You are to retype all of the data exactly as it appears.

*** Supplied information ***

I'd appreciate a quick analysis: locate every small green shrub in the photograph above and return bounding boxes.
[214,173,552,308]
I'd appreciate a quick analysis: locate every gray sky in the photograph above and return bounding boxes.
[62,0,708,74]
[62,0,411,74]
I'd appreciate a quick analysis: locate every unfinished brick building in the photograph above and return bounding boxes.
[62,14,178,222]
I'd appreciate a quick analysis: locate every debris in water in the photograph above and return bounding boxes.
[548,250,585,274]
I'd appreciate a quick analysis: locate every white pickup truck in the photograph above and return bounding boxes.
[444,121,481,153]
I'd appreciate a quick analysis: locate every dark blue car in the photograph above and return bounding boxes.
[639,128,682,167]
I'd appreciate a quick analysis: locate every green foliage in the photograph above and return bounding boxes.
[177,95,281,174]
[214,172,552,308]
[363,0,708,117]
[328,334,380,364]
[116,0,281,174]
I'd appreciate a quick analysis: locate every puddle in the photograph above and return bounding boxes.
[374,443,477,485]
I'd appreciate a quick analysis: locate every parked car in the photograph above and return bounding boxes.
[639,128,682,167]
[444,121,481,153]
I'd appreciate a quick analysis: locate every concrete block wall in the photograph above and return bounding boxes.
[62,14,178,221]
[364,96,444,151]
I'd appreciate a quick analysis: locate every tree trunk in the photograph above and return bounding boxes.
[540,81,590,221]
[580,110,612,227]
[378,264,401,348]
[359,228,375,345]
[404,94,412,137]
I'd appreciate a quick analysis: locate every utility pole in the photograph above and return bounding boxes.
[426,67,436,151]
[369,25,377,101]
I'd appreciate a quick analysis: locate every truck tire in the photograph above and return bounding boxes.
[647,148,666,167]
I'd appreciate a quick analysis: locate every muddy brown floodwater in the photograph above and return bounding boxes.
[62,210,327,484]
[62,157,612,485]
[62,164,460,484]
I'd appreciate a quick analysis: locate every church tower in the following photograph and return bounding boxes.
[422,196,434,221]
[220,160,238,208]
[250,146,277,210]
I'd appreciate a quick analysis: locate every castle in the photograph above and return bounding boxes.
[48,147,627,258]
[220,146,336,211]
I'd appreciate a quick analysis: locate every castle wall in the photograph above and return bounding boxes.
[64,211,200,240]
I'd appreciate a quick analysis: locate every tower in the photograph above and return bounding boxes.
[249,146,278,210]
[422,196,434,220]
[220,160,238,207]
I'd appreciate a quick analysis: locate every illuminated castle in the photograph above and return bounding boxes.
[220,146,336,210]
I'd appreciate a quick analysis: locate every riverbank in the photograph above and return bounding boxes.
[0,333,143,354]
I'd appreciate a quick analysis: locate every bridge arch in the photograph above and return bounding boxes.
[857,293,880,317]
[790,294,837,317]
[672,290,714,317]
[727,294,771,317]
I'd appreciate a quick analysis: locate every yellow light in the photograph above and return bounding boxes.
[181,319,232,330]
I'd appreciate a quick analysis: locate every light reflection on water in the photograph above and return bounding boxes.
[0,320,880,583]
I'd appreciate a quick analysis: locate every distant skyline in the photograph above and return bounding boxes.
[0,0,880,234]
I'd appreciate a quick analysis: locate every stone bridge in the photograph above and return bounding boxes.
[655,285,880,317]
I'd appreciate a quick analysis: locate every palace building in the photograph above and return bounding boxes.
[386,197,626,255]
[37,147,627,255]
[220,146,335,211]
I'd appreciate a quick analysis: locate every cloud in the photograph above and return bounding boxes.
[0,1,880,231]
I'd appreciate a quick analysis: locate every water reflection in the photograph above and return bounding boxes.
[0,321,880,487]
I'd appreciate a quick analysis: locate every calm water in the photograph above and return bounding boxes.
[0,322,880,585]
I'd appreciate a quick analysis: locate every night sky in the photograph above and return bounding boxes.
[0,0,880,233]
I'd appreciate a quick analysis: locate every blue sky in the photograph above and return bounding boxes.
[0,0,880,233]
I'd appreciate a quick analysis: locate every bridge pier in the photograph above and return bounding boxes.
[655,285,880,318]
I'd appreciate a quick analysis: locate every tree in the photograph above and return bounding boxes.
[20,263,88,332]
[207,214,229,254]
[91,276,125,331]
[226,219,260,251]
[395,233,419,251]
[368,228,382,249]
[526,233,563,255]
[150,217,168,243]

***

Reply to the exercise.
I'd appreciate a quick analysis: locate every small green shrub in the photograph above and return bounding boxes.
[214,173,552,308]
I'd appreciate a quick analysis: locate every gray sky in the photograph above and return bounding boxes.
[62,0,708,74]
[62,0,411,74]
I'd appreciate a quick analysis: locate every unfinished brick building in the photograph above and return bounding boxes.
[62,14,178,222]
I'd appreciate a quick analysis: locate every debris in water in the photograph above and return bounding boxes.
[548,250,585,274]
I'd appreciate a quick analysis: locate every white pickup truck in the photograph above and return bounding boxes.
[444,121,481,153]
I'd appreciate a quick analysis: locate every dark blue car in the photograph above and return bounding boxes.
[639,128,682,167]
I'd appreciate a quick analysis: locate every green foliage in the photograph above and return bounding boxes.
[177,95,281,174]
[214,172,552,308]
[363,0,708,117]
[328,334,380,364]
[116,0,281,174]
I'd appreciate a quick analysis: locate every puddle in the photograph above and return bounding boxes.
[374,443,477,485]
I'd appreciate a quick analysis: locate every parked car in the photograph above and return bounding boxes.
[639,128,682,167]
[444,121,481,153]
I'd appreciate a quick analysis: locate every concrete block wall in the photograph above and return bounding boxes.
[62,14,178,221]
[364,96,444,151]
I'd appreciate a quick analysis: locate every tree trunk in the photograph above and return bounding boxes.
[540,81,590,221]
[580,110,612,227]
[378,264,401,348]
[359,228,375,345]
[404,94,412,137]
I'd appreciate a quick analysis: locate every utility pole in the photograph above and return bounding boxes.
[426,67,436,151]
[369,25,377,101]
I'd appreciate a quick analysis: locate every truck tire in the photograph above and return bounding boxes.
[647,148,666,167]
I'd appreciate a quick analysis: locate every muddy brown floodwater in the photograph above and return bounding boxes.
[62,210,327,484]
[62,157,612,485]
[62,164,460,484]
I'd appreciate a quick analysis: locate every church tower in the following photograph and return bounding boxes.
[422,196,434,221]
[220,160,238,208]
[250,146,277,210]
I'd appreciate a quick analysis: locate every castle in the photograph above and return bounding boxes.
[48,147,627,258]
[220,146,336,211]
I'd appreciate a quick analysis: locate every castle wall in the photograph above and return bounding boxes.
[64,211,200,240]
I'd appreciate a quick analysis: locate every tower in the photograph above and return bounding boxes.
[249,146,278,210]
[422,196,434,220]
[220,160,238,207]
I'd appreciate a quick analysis: locate every illuminated castle in the photograph above and return bounding boxes.
[220,146,336,210]
I'd appreciate a quick analysis: locate every riverbank in the photograph above and return bounding boxes.
[0,333,143,354]
I'd appreciate a quick analysis: locate every bridge arch in the photograph above and return bounding boxes.
[857,293,880,317]
[790,294,837,317]
[672,290,714,317]
[727,294,771,317]
I'd appreciate a quick analysis: locate every yellow light in the photograph above and return bounding boxes.
[181,319,232,330]
I'd appreciate a quick analysis: locate every light reflection on water in the photograph above and return bounding boxes.
[0,320,880,583]
I'd appreciate a quick analysis: locate every distant skyline in the photograph above and return bounding boxes.
[0,0,880,234]
I'd appreciate a quick analysis: locate every stone bridge in the photograph above and return bounding boxes.
[655,285,880,317]
I'd appreciate a quick analysis: locate every palace building in the photograph above and return bounding boxes.
[386,197,626,255]
[37,147,627,255]
[220,146,335,211]
I'd appreciate a quick analysis: locate every cloud in the photograph above and return bounding boxes.
[0,1,880,231]
I'd appreciate a quick analysis: locate every water reflection in the photograph above and return bounding boxes.
[0,321,880,487]
I'd appreciate a quick analysis: locate every calm water in the photograph above and return bounding boxes.
[0,322,880,585]
I'd appreciate a quick analysis: locate every night sky in the photograph above and return bounding boxes.
[0,0,880,233]
I'd appreciate a quick analysis: locate every blue sky in the photograph above and return bounding boxes.
[0,0,880,233]
I'd appreciate a quick analysis: locate every bridge pier in the photograph above and return bounding boxes.
[655,285,880,318]
I'd appreciate a quick analysis: locate every tree in the photograph above and return bounding boxes.
[20,263,88,332]
[207,214,229,254]
[91,276,125,331]
[226,219,260,251]
[395,233,419,251]
[368,228,382,249]
[526,233,563,255]
[150,217,168,243]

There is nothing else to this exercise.